## TASK BRIEF
Please return every line of the records below that holds the word "approximate".

## Dataset records
+ + + +

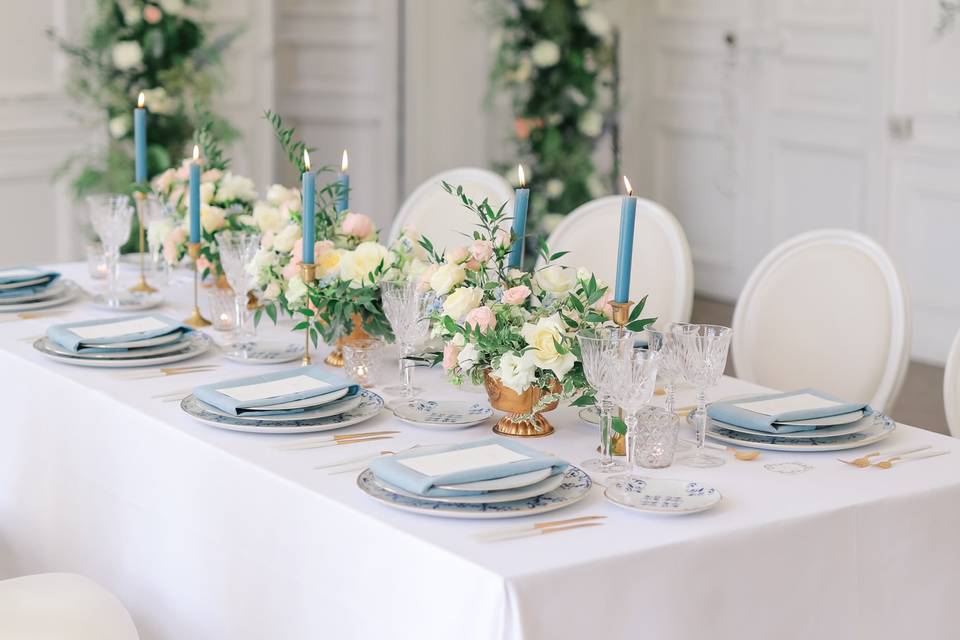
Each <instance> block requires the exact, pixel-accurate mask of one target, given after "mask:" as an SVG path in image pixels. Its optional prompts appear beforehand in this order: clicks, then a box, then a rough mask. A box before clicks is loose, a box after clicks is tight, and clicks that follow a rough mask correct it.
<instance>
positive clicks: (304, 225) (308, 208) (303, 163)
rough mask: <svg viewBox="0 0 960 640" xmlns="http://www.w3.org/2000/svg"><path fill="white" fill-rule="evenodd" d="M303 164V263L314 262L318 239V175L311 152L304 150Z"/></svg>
mask: <svg viewBox="0 0 960 640" xmlns="http://www.w3.org/2000/svg"><path fill="white" fill-rule="evenodd" d="M303 164H304V165H305V166H306V168H307V170H306V171H304V172H303V176H302V186H303V263H304V264H313V243H314V242H315V241H316V239H317V232H316V217H315V216H314V213H313V206H314V202H315V197H316V195H315V191H316V179H317V176H316V175H315V174H314V173H313V171H310V154H309V153H307V150H306V149H304V150H303Z"/></svg>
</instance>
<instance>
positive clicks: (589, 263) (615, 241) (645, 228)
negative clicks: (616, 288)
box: [538, 196, 693, 327]
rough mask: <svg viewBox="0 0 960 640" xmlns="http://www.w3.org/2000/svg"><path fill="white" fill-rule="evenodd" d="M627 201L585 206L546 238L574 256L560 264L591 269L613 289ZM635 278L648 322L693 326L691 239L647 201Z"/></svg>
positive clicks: (539, 262) (553, 245) (665, 213)
mask: <svg viewBox="0 0 960 640" xmlns="http://www.w3.org/2000/svg"><path fill="white" fill-rule="evenodd" d="M622 202H623V197H622V196H605V197H603V198H598V199H596V200H591V201H590V202H587V203H584V204H582V205H580V206H579V207H577V208H576V209H574V210H573V211H572V212H571V213H570V215H568V216H566V217H565V218H564V219H563V221H562V222H560V224H559V225H557V228H556V229H554V230H553V233H551V234H550V237H549V238H548V239H547V245H548V246H549V248H550V251H551V252H558V251H569V253H568V254H567V255H565V256H563V257H562V258H561V259H559V260H558V261H557V262H559V263H561V264H565V265H567V266H570V267H581V266H583V267H586V268H588V269H590V270H591V271H593V273H594V274H595V275H596V276H597V278H600V279H602V280H604V281H605V282H607V284H608V285H609V286H610V287H611V288H612V287H613V286H614V280H615V278H616V274H617V249H618V244H619V237H620V205H621V203H622ZM541 265H542V258H539V259H538V266H541ZM630 273H631V275H630V293H631V295H630V297H631V300H632V301H633V302H636V301H638V300H639V299H640V298H642V297H643V296H644V295H646V296H648V297H647V303H646V305H645V307H644V314H643V315H644V317H648V318H650V317H656V318H657V322H656V326H658V327H664V326H666V325H667V324H669V323H671V322H689V321H690V312H691V310H692V308H693V261H692V260H691V258H690V245H689V244H688V243H687V236H686V234H684V233H683V228H682V227H681V226H680V223H679V222H677V219H676V218H675V217H673V214H672V213H670V212H669V211H667V210H666V209H665V208H664V207H662V206H661V205H659V204H657V203H656V202H652V201H650V200H644V199H643V198H638V199H637V216H636V224H635V226H634V232H633V264H632V265H631V269H630Z"/></svg>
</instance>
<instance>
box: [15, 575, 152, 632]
mask: <svg viewBox="0 0 960 640" xmlns="http://www.w3.org/2000/svg"><path fill="white" fill-rule="evenodd" d="M139 637H140V636H139V634H138V633H137V628H136V627H135V626H134V624H133V620H131V619H130V614H129V613H127V610H126V609H125V608H124V606H123V604H121V603H120V601H119V600H118V599H117V598H116V597H115V596H114V595H113V594H111V593H110V592H109V591H107V590H106V589H104V588H103V587H101V586H100V585H98V584H97V583H96V582H94V581H93V580H90V579H88V578H85V577H83V576H79V575H76V574H72V573H41V574H37V575H32V576H24V577H22V578H11V579H9V580H0V638H3V640H138V638H139Z"/></svg>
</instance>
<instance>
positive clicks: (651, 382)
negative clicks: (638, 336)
mask: <svg viewBox="0 0 960 640" xmlns="http://www.w3.org/2000/svg"><path fill="white" fill-rule="evenodd" d="M659 364H660V354H659V353H657V352H656V351H652V350H650V349H647V348H645V347H636V348H634V349H633V350H632V351H630V352H629V353H627V355H626V356H625V357H623V358H620V359H618V360H613V361H612V362H611V365H612V366H611V369H613V371H612V374H613V376H614V380H615V381H616V383H615V384H614V385H613V400H614V402H616V403H617V405H618V406H619V407H620V408H621V409H623V421H624V423H626V425H627V464H629V465H630V472H631V475H632V474H633V473H634V472H636V470H637V464H636V460H635V457H634V448H635V447H634V444H635V442H636V439H637V435H638V434H637V423H638V422H639V418H638V414H639V413H640V410H641V409H643V408H644V407H645V406H646V405H648V404H650V400H651V399H652V398H653V390H654V389H655V388H656V386H657V367H658V366H659Z"/></svg>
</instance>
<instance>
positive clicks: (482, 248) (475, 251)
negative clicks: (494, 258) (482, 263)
mask: <svg viewBox="0 0 960 640" xmlns="http://www.w3.org/2000/svg"><path fill="white" fill-rule="evenodd" d="M470 255H471V256H473V259H474V260H476V261H478V262H487V261H489V260H490V258H492V257H493V243H492V242H490V241H489V240H474V241H473V244H471V245H470Z"/></svg>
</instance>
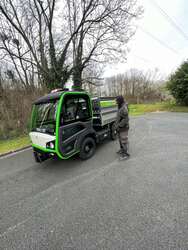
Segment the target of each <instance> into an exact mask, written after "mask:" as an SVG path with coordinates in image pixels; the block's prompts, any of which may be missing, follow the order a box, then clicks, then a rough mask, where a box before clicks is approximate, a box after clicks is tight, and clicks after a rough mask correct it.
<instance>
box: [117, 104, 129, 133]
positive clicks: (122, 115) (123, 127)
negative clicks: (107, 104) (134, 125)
mask: <svg viewBox="0 0 188 250" xmlns="http://www.w3.org/2000/svg"><path fill="white" fill-rule="evenodd" d="M116 129H117V131H119V132H121V131H125V130H128V129H129V114H128V108H127V105H126V103H125V104H123V105H122V107H121V108H120V109H119V110H118V113H117V119H116Z"/></svg>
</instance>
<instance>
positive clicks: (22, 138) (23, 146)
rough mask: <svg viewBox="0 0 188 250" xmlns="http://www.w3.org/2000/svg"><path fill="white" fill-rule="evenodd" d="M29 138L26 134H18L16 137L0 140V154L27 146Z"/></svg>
mask: <svg viewBox="0 0 188 250" xmlns="http://www.w3.org/2000/svg"><path fill="white" fill-rule="evenodd" d="M30 144H31V143H30V139H29V137H28V136H20V137H18V138H14V139H10V140H3V141H0V155H1V154H5V153H8V152H13V151H15V150H18V149H21V148H24V147H26V146H29V145H30Z"/></svg>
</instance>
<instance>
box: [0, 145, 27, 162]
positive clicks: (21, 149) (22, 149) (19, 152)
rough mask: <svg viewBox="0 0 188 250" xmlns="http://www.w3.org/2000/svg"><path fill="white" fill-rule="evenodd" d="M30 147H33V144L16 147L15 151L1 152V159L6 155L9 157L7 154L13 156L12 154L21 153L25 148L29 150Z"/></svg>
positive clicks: (14, 150) (6, 155) (8, 155)
mask: <svg viewBox="0 0 188 250" xmlns="http://www.w3.org/2000/svg"><path fill="white" fill-rule="evenodd" d="M29 148H31V145H29V146H26V147H23V148H19V149H16V150H14V151H9V152H7V153H3V154H0V159H1V158H4V157H7V156H11V155H14V154H17V153H20V152H22V151H25V150H27V149H29Z"/></svg>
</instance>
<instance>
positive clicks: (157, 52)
mask: <svg viewBox="0 0 188 250" xmlns="http://www.w3.org/2000/svg"><path fill="white" fill-rule="evenodd" d="M155 2H156V3H157V4H158V5H159V6H160V7H161V8H162V9H163V10H164V11H165V12H166V13H167V14H168V15H169V16H170V17H171V18H172V19H173V20H174V21H175V23H176V24H177V25H178V26H179V27H180V28H181V29H182V30H183V31H184V33H185V34H187V39H186V38H184V37H183V36H182V35H181V34H180V32H178V31H177V30H176V29H175V28H174V27H173V26H172V25H171V24H170V23H169V22H168V21H167V20H166V19H165V17H164V16H163V15H162V14H161V13H160V10H159V9H158V8H157V7H156V6H155V4H153V3H155ZM138 3H139V4H140V5H142V6H143V8H144V14H143V18H142V19H140V20H139V21H138V25H139V26H140V27H141V29H143V30H146V31H147V32H149V33H151V34H152V35H153V36H155V37H157V38H158V39H160V40H161V41H162V42H163V43H165V44H166V45H167V46H169V47H171V48H172V49H174V50H175V51H177V53H174V52H173V51H171V50H169V49H168V48H165V47H164V46H163V45H161V44H160V43H159V42H157V41H155V40H154V39H152V38H151V37H150V36H148V35H147V34H145V33H144V32H143V31H142V30H141V29H139V28H138V30H137V33H136V35H135V36H134V37H133V39H132V40H131V41H130V42H129V44H128V47H129V49H130V52H129V54H128V55H127V63H125V64H118V65H110V66H108V67H107V68H106V70H105V73H104V76H111V75H114V74H117V73H123V72H125V71H126V70H128V69H130V68H137V69H141V70H144V71H147V70H148V69H152V70H153V69H155V68H158V69H159V71H160V72H161V74H162V75H163V76H164V77H165V76H168V75H169V74H170V73H171V72H172V71H174V70H175V69H176V68H177V67H178V66H179V65H180V64H181V63H182V61H184V60H185V59H186V58H187V57H188V56H187V55H188V17H187V12H188V5H187V4H186V0H138Z"/></svg>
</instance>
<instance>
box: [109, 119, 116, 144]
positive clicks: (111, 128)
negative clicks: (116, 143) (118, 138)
mask: <svg viewBox="0 0 188 250" xmlns="http://www.w3.org/2000/svg"><path fill="white" fill-rule="evenodd" d="M110 138H111V139H112V140H113V141H114V140H116V139H117V131H116V127H115V122H113V123H112V124H111V127H110Z"/></svg>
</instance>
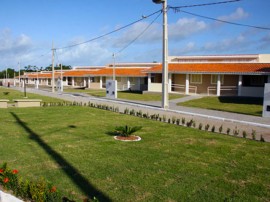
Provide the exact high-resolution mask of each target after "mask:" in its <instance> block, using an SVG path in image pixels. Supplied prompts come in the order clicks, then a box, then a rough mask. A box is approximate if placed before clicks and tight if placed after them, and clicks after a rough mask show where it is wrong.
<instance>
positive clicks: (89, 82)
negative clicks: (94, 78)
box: [88, 76, 91, 88]
mask: <svg viewBox="0 0 270 202" xmlns="http://www.w3.org/2000/svg"><path fill="white" fill-rule="evenodd" d="M90 87H91V77H90V76H89V77H88V88H90Z"/></svg>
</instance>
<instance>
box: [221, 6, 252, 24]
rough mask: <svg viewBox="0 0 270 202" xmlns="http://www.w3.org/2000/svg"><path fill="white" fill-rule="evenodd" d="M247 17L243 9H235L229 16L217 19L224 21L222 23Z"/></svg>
mask: <svg viewBox="0 0 270 202" xmlns="http://www.w3.org/2000/svg"><path fill="white" fill-rule="evenodd" d="M248 16H249V14H248V13H247V12H245V11H244V9H243V8H237V9H236V10H235V11H234V12H233V13H231V14H229V15H224V16H220V17H218V19H219V20H224V21H237V20H242V19H245V18H247V17H248Z"/></svg>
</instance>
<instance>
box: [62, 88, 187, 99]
mask: <svg viewBox="0 0 270 202" xmlns="http://www.w3.org/2000/svg"><path fill="white" fill-rule="evenodd" d="M64 91H65V92H77V93H86V94H89V95H92V96H97V97H105V96H106V91H105V90H102V89H98V90H93V89H85V90H80V89H70V88H69V89H65V90H64ZM117 95H118V98H119V99H126V100H138V101H161V98H162V95H161V93H146V94H142V92H140V91H131V92H130V91H118V92H117ZM183 96H184V95H179V94H170V95H169V99H170V100H172V99H177V98H181V97H183Z"/></svg>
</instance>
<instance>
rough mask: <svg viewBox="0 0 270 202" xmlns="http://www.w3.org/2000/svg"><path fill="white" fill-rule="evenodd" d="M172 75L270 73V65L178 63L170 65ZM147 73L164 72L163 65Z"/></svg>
mask: <svg viewBox="0 0 270 202" xmlns="http://www.w3.org/2000/svg"><path fill="white" fill-rule="evenodd" d="M168 68H169V72H171V73H189V72H190V73H225V74H226V73H227V74H239V73H270V63H237V64H235V63H177V64H169V67H168ZM145 72H149V73H155V72H156V73H159V72H162V65H157V66H155V67H153V68H151V69H149V70H147V71H145Z"/></svg>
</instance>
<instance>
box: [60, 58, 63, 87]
mask: <svg viewBox="0 0 270 202" xmlns="http://www.w3.org/2000/svg"><path fill="white" fill-rule="evenodd" d="M60 67H61V92H63V87H64V86H63V67H62V63H60Z"/></svg>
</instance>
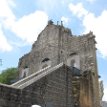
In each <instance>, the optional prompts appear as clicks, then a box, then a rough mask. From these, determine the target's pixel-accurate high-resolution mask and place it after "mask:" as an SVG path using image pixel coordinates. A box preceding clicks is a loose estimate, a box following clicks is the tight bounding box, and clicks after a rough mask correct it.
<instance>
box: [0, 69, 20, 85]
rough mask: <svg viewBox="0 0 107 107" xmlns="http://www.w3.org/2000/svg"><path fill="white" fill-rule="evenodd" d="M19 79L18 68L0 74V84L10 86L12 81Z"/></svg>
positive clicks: (6, 70) (4, 70) (7, 70)
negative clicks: (3, 83)
mask: <svg viewBox="0 0 107 107" xmlns="http://www.w3.org/2000/svg"><path fill="white" fill-rule="evenodd" d="M17 77H18V70H17V68H8V69H6V70H4V71H2V73H1V74H0V82H1V83H4V84H8V85H10V84H11V83H12V81H15V80H16V79H17Z"/></svg>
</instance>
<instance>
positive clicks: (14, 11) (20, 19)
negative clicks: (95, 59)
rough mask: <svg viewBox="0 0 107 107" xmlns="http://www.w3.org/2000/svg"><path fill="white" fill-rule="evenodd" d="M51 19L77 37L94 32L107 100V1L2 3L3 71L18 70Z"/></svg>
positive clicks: (0, 35) (47, 1)
mask: <svg viewBox="0 0 107 107" xmlns="http://www.w3.org/2000/svg"><path fill="white" fill-rule="evenodd" d="M50 19H52V20H53V21H54V23H56V22H57V21H61V20H62V21H63V23H64V26H65V27H69V28H70V29H71V30H72V33H73V34H74V35H80V34H84V33H88V32H89V31H93V33H94V34H95V36H96V41H97V49H98V51H97V60H98V70H99V74H100V75H101V79H103V80H104V87H105V96H104V100H107V83H106V81H107V76H106V75H107V39H106V38H107V37H106V36H107V1H106V0H0V59H2V66H0V71H2V70H3V69H6V68H9V67H17V65H18V60H19V58H20V57H21V56H22V55H24V54H26V53H27V52H29V51H30V49H31V45H32V43H34V41H35V40H36V39H37V36H38V34H39V33H40V32H41V31H42V30H43V29H44V27H45V26H46V25H47V21H48V20H50Z"/></svg>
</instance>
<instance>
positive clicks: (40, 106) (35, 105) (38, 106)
mask: <svg viewBox="0 0 107 107" xmlns="http://www.w3.org/2000/svg"><path fill="white" fill-rule="evenodd" d="M31 107H41V106H39V105H32V106H31Z"/></svg>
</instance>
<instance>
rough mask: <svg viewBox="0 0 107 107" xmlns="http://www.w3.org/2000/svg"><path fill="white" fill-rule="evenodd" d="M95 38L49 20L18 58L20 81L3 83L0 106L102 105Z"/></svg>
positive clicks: (92, 36) (2, 106)
mask: <svg viewBox="0 0 107 107" xmlns="http://www.w3.org/2000/svg"><path fill="white" fill-rule="evenodd" d="M95 44H96V41H95V36H94V35H93V33H92V32H89V33H88V34H84V35H81V36H75V35H73V34H72V32H71V30H70V29H68V28H65V27H64V26H63V25H62V24H61V25H55V24H53V22H52V21H49V22H48V25H47V26H46V27H45V29H44V30H43V31H42V32H41V33H40V34H39V35H38V38H37V41H35V42H34V44H33V45H32V49H31V51H30V52H29V53H28V54H25V55H24V56H22V57H21V58H20V59H19V65H18V69H19V79H20V80H19V81H18V82H16V83H14V84H12V85H11V86H8V85H3V84H1V85H0V107H31V105H33V104H37V105H40V106H42V107H100V101H99V99H100V98H99V84H98V70H97V61H96V47H95Z"/></svg>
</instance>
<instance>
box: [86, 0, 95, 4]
mask: <svg viewBox="0 0 107 107" xmlns="http://www.w3.org/2000/svg"><path fill="white" fill-rule="evenodd" d="M86 1H88V2H90V3H94V2H95V1H96V0H86Z"/></svg>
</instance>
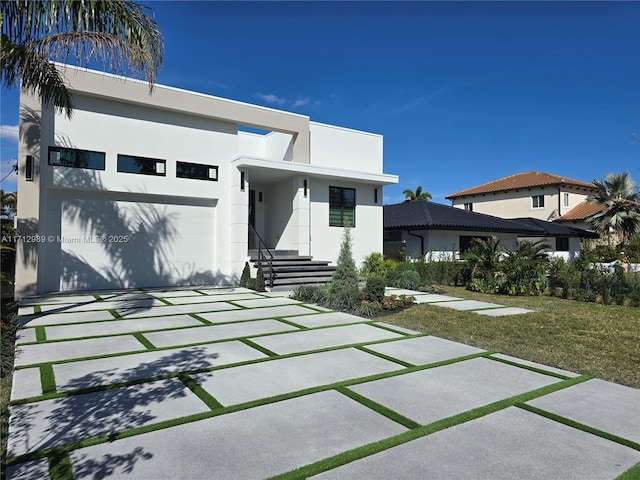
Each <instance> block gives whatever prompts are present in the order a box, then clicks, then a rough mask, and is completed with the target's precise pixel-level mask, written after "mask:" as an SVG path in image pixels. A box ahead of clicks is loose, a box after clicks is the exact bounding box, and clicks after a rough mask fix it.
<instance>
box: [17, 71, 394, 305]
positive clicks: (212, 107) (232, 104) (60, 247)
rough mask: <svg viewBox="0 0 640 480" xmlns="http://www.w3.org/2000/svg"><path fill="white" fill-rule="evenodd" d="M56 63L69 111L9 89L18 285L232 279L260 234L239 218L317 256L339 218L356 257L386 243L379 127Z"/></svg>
mask: <svg viewBox="0 0 640 480" xmlns="http://www.w3.org/2000/svg"><path fill="white" fill-rule="evenodd" d="M63 76H64V77H65V78H66V79H67V80H68V82H69V83H70V85H71V90H72V91H73V94H74V104H75V110H74V113H73V117H72V118H71V120H69V119H67V118H66V117H65V116H64V115H63V114H61V113H55V112H54V111H53V109H51V108H50V107H47V106H43V105H41V102H40V101H39V100H37V99H35V98H34V97H32V96H30V95H27V94H25V93H24V92H22V95H21V100H20V147H19V178H18V194H19V197H20V203H19V206H18V215H17V216H18V234H19V235H23V236H25V237H23V238H26V239H27V241H23V242H21V243H20V244H19V248H18V252H17V256H18V258H17V270H16V296H18V297H20V296H23V295H26V294H36V293H43V292H51V291H59V290H86V289H109V288H122V287H124V288H128V287H157V286H174V285H195V284H227V285H228V284H234V283H236V282H237V280H238V279H239V276H240V273H241V271H242V268H243V266H244V263H245V261H247V260H248V258H249V257H248V252H249V249H250V248H255V247H256V246H257V244H256V240H255V239H256V238H257V236H256V235H255V234H253V233H252V230H253V229H252V228H251V227H253V228H254V229H255V231H256V232H257V234H258V235H259V236H260V237H261V238H262V239H263V241H264V244H266V246H267V247H269V248H272V249H278V250H287V251H294V252H298V253H299V254H300V255H311V256H314V257H315V258H318V259H322V260H329V261H335V260H336V259H337V257H338V254H339V250H340V243H341V239H342V235H343V230H344V226H346V225H350V226H352V227H353V230H352V239H353V252H354V257H355V259H356V260H360V259H362V258H363V257H364V256H365V255H366V254H368V253H371V252H373V251H380V250H381V249H382V216H383V212H382V186H383V185H388V184H394V183H397V181H398V178H397V177H396V176H394V175H387V174H384V173H383V153H382V142H383V139H382V136H380V135H376V134H371V133H367V132H360V131H355V130H350V129H346V128H341V127H337V126H333V125H325V124H320V123H316V122H311V121H310V120H309V117H307V116H304V115H298V114H294V113H288V112H283V111H278V110H274V109H270V108H265V107H260V106H256V105H250V104H246V103H241V102H237V101H233V100H227V99H222V98H218V97H213V96H209V95H204V94H200V93H194V92H189V91H184V90H179V89H175V88H171V87H166V86H160V85H157V86H156V87H155V88H154V91H153V94H152V95H150V94H149V87H148V85H147V84H146V83H144V82H140V81H136V80H132V79H123V78H120V77H115V76H112V75H108V74H104V73H100V72H95V71H87V70H81V69H77V68H74V67H65V68H64V69H63ZM244 127H249V128H244ZM250 129H251V130H252V133H250V132H249V131H247V130H250ZM263 131H264V132H265V133H264V134H261V133H256V132H263ZM250 224H251V226H250Z"/></svg>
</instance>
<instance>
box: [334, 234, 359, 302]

+ + + +

## REPLY
Segment the target of each <instance> into an exact mask, written after "mask:" as an SVG path with coordinates in image pixels; the block's prompts, any of which may be missing, follow the order a box, then clicks, then a rough mask, where a box before clicks is approximate, a box after clicks is tight, and clicks after a rough mask correct it.
Provide the exact high-resolution mask of each target after "mask:" in its <instance> block, using an SVG path in image pixels. Supplied prompts come in the order clicks, then a box, then a rough mask. A box is approximate if placed before clicks and tight if placed after them, and clicks after a rough mask show where it is wrong.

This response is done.